[Dataset entries]
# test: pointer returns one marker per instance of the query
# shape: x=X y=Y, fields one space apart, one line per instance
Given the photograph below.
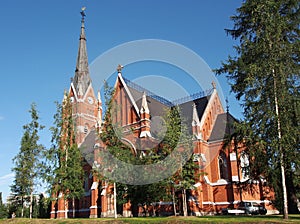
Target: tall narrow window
x=245 y=168
x=223 y=166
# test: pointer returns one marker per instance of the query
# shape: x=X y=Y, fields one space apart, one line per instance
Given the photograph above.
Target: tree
x=27 y=162
x=265 y=74
x=63 y=167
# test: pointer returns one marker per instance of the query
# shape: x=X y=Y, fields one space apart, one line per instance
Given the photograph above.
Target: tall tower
x=85 y=104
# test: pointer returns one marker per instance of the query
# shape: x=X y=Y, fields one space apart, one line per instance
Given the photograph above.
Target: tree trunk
x=174 y=204
x=73 y=207
x=22 y=211
x=115 y=200
x=66 y=208
x=184 y=202
x=30 y=208
x=285 y=203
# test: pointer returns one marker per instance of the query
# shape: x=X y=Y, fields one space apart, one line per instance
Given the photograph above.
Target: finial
x=82 y=12
x=119 y=68
x=213 y=84
x=227 y=105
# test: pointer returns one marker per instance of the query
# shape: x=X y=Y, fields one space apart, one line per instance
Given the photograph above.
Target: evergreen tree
x=63 y=167
x=265 y=74
x=26 y=162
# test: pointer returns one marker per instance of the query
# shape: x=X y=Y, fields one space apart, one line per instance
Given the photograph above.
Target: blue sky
x=39 y=42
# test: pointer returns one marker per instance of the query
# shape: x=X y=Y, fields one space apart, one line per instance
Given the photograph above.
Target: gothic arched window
x=223 y=166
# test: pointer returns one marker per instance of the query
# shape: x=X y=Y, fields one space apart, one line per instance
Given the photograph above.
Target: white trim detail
x=218 y=183
x=94 y=186
x=129 y=94
x=145 y=134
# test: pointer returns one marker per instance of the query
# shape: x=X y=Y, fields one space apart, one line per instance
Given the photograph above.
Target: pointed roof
x=196 y=121
x=224 y=126
x=144 y=107
x=82 y=78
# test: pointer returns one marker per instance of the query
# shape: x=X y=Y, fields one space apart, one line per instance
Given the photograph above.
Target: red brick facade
x=214 y=190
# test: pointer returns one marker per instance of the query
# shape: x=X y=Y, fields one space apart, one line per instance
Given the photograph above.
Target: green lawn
x=191 y=219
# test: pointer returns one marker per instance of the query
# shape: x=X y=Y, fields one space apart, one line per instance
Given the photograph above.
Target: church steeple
x=82 y=78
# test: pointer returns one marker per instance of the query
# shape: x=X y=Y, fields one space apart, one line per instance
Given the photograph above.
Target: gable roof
x=223 y=127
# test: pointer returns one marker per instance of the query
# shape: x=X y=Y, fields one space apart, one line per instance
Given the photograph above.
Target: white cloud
x=6 y=179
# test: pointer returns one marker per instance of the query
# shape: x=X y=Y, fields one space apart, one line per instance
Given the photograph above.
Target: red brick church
x=207 y=120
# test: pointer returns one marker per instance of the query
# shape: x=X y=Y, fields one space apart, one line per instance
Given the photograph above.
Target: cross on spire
x=82 y=12
x=119 y=68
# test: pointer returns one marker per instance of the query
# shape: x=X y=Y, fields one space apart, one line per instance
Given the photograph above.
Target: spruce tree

▶ _Problem_
Copy every record exactly; no pictures.

▶ _Result for this exercise_
# test: pointer returns one marker per instance of the query
# shape: x=X y=Y, fields one space apart, one line per instance
Given the photograph below.
Target: tall narrow window
x=245 y=168
x=223 y=166
# test: pointer returns one marker per instance of the query
# shape: x=X y=Y, fields one space apart, one line per instance
Given the photograph above.
Target: tree
x=27 y=162
x=265 y=74
x=63 y=167
# test: pointer returns one marker per instance of the query
# shape: x=X y=Y, fields one space apart, one line per instance
Given the photograph above.
Target: tall tower
x=85 y=104
# test: pointer returns one marker per instance of the query
# shape: x=X y=Y, fields one space apart, one line per instance
Given the photograph above.
Target: tree trunk
x=174 y=204
x=73 y=207
x=22 y=211
x=115 y=200
x=66 y=208
x=184 y=202
x=30 y=208
x=285 y=203
# test: pointer returns one marker per instance of the query
# shape: x=X y=Y, fields one space apart, one line per instance
Given the photograph above.
Target: finial
x=82 y=12
x=119 y=68
x=213 y=84
x=227 y=105
# test: pointer returns one marker per instance of the query
# shape: x=X y=Y, fields one space apart, one line per instance
Given the photograph above.
Target: evergreen tree
x=63 y=167
x=265 y=74
x=26 y=162
# test: pointer returns one marker per instance of the query
# shape: x=X y=Y, fields one space apart, one line per instance
Given the photograph above.
Target: blue sky
x=39 y=42
# test: pointer returns one marker per instance of the query
# shape: x=X y=Y, fields one space apart, one line per instance
Given the photograph above.
Target: gothic arched window
x=223 y=166
# test: pointer returns one marker per instance of the query
# shape: x=X y=Y, fields one space apart, one line per instance
Given the photograph above.
Target: white trim detail
x=218 y=183
x=94 y=186
x=129 y=94
x=145 y=134
# test: pointer returns one marker per instance of the query
# shape: x=X y=Y, fields one space apart, one line per instance
Given the photograph above.
Target: pointed roof
x=196 y=121
x=224 y=126
x=144 y=107
x=82 y=78
# test: pointer returns one marker per instance of the query
# shape: x=X y=Y, fields one space apart, one line per instance
Given the photograph above.
Target: red brick facade
x=214 y=190
# test: pointer returns one marker per instance of the query
# shape: x=X y=Y, fields one space apart, one line per instance
Given the photograph above.
Target: green lawn
x=191 y=219
# test: pointer returns one marker per instance of the query
# shape: x=X y=Y, fields one space apart, one line per instance
Given the photograph above.
Target: church steeple
x=82 y=78
# test: pointer returns one marker per instance of the query
# shape: x=X y=Y, fields one space apart, one line per instance
Given the photograph above.
Target: gable roof
x=223 y=127
# test: pointer returns one marker per instance of the query
# shape: x=X y=Y, fields one space apart, one line per instance
Given the photograph above.
Target: white cloud
x=6 y=179
# test: pointer returns one marker per instance of the query
# shape: x=X y=Y, fields one space apart, one line per instance
Given the photograph above.
Target: red brick church
x=207 y=120
# test: pointer returns one marker per instance of the query
# shape: x=X y=Y, fields one space apart, one line per instance
Given the photograph above.
Target: cross on spire
x=82 y=12
x=119 y=68
# test: pointer returns one marker per instance of the query
# shape: x=X y=Y, fields one space apart, one line per instance
Given the photograph above.
Target: spruce tree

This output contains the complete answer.